▸ **Document text**:
In 1991, he gave his voice to Fievel, the mouse in An American Tail: Fievel Goes West, directed by Phil Nibbelink and Simon Wells, with Jimmy’s vocals personally directed by Steven Spielberg, who also produced the film (with Robert Watts). It was his final film, and, in truth, his heart wasn’t really in it. He and Gloria completed their twenty-third African safari and took their pleasure still going to Chasen’s for dinner with the Reagans, visiting their children, all in their thirties now and scattered to the four winds, and their four grandchildren (two by Michael, two by Judy, all boys).
They also still liked to entertain at both the house on North Roxbury and at the ranch, for a select, regular group of friends that included producer William Frye. After dinner, Jimmy always reached for his accordion, or simply sat at the piano, at which point, according to Frye, Gloria would playfully roll her eyes for the others and say “Oh no, not again.” Jimmy would then launch into one of his favorite ditties, “Ragtime Cowboy Joe,” or “Dear Ruth (I’m Telling You The Truth),” or both.
Only for
very special occasions would they venture into the ceremonial spotlight. One such instance occurred in 1991. Gloria was a graduate of the American Academy of Dramatic Arts (AADA) and was invited to a ceremonial dinner that was being held on the West Coast, where the school had a branch, for what actor John Karlen calls “the hierarchy.” Karlen said, “The dinner was held at L’Hermitage, a very upscale restaurant and hotel in Beverly Hills. I’m also an alumni, and I happened to be sitting a few tables away from Gloria and Jimmy, who looked dead drunk to me. I went up to him, hugged him, and gave him a kiss on the mouth, and he stuck this tongue right back and deep into mine. ‘Jimmy,’ Gloria said, playfully but with authority, ‘That’s enough!’ Then she chuckled.”

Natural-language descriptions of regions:

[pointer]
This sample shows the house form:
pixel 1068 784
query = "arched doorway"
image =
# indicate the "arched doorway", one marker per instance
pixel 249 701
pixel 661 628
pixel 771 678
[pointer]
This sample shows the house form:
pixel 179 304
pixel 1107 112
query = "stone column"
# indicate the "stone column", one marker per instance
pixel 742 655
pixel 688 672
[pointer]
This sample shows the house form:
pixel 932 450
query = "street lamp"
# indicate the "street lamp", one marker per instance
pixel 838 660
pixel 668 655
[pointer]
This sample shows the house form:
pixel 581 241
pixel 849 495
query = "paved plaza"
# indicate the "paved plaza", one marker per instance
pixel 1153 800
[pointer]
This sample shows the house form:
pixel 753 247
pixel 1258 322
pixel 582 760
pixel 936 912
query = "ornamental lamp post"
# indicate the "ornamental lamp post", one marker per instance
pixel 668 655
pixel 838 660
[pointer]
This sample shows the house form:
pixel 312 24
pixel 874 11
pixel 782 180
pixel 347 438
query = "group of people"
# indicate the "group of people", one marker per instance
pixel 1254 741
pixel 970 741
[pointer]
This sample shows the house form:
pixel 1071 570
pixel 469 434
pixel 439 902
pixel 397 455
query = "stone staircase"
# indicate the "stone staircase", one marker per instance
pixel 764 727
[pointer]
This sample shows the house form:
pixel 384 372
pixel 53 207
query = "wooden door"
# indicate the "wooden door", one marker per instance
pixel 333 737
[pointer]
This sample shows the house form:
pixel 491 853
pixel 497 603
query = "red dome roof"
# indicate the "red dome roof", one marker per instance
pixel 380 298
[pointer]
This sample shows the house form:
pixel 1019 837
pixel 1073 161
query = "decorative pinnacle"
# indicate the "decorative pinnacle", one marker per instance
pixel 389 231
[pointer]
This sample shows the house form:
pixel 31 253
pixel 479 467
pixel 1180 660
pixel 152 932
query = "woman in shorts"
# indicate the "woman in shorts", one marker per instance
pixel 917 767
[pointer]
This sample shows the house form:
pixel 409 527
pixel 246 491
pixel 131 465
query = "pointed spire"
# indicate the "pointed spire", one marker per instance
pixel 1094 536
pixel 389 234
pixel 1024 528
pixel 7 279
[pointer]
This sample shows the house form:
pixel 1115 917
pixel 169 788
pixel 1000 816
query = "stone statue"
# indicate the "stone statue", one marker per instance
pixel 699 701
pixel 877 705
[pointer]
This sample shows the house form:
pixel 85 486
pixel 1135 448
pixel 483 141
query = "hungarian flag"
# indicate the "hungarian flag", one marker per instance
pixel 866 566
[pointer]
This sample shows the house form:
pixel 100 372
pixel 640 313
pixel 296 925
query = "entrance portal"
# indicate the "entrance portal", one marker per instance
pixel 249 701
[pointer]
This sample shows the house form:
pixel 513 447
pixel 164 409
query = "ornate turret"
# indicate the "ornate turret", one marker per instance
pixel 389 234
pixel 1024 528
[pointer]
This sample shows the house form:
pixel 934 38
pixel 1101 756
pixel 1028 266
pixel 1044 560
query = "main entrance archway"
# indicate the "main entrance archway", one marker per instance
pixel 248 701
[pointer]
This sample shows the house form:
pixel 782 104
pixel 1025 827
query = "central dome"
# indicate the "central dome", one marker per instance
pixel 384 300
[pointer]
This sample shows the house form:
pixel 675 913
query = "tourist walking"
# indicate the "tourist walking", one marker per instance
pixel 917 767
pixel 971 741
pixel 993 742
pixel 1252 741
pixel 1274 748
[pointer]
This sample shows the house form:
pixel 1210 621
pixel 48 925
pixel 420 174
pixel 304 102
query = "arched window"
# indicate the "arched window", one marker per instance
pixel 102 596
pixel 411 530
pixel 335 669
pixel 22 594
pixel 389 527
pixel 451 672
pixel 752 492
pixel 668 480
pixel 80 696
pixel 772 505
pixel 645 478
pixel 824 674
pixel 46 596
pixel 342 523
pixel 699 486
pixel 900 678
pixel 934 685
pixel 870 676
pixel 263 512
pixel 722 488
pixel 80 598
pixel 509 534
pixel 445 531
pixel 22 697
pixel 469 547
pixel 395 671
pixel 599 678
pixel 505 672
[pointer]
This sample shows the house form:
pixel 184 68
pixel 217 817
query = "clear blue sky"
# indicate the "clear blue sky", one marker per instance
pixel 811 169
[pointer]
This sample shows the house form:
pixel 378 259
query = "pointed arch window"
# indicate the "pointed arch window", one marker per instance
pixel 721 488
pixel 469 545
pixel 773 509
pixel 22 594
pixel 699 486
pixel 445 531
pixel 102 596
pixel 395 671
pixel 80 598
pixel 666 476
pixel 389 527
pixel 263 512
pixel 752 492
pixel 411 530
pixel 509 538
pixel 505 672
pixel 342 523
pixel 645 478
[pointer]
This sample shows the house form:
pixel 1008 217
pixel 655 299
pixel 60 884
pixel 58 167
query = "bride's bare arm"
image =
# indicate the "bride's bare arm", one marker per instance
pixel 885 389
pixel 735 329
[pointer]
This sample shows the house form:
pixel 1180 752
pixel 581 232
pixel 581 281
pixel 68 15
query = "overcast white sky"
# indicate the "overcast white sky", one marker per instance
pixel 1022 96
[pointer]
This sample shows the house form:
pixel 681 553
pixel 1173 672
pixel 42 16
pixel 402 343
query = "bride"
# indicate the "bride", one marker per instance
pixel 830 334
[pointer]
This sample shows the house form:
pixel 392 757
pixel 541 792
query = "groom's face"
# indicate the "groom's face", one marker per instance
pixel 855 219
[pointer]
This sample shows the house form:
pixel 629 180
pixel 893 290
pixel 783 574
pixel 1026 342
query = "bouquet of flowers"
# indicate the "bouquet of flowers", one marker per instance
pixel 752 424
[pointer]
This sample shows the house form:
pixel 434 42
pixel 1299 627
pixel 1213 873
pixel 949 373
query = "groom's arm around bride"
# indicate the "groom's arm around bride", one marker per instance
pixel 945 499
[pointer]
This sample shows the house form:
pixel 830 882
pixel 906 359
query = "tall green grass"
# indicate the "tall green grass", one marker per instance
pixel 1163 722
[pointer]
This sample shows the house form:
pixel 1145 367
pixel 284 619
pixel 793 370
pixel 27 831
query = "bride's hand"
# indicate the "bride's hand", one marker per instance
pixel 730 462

▸ **Complete the following**:
1) Using the passage about Jimmy and Gloria, explain in one to three sentences why Gloria was invited to the ceremonial dinner in 1991.
2) Answer these questions from the passage about Jimmy and Gloria.
(a) Who directed An American Tail: Fievel Goes West?
(b) Which producer belonged to the select group of friends the couple entertained?
(c) Where was the AADA dinner held?

▸ **Outputs in order**:
1) Gloria was a graduate of the American Academy of Dramatic Arts (AADA). The school held the ceremonial dinner on the West Coast, where it had a branch.

2)
(a) Phil Nibbelink and Simon Wells
(b) William Frye
(c) At L'Hermitage, an upscale restaurant and hotel in Beverly Hills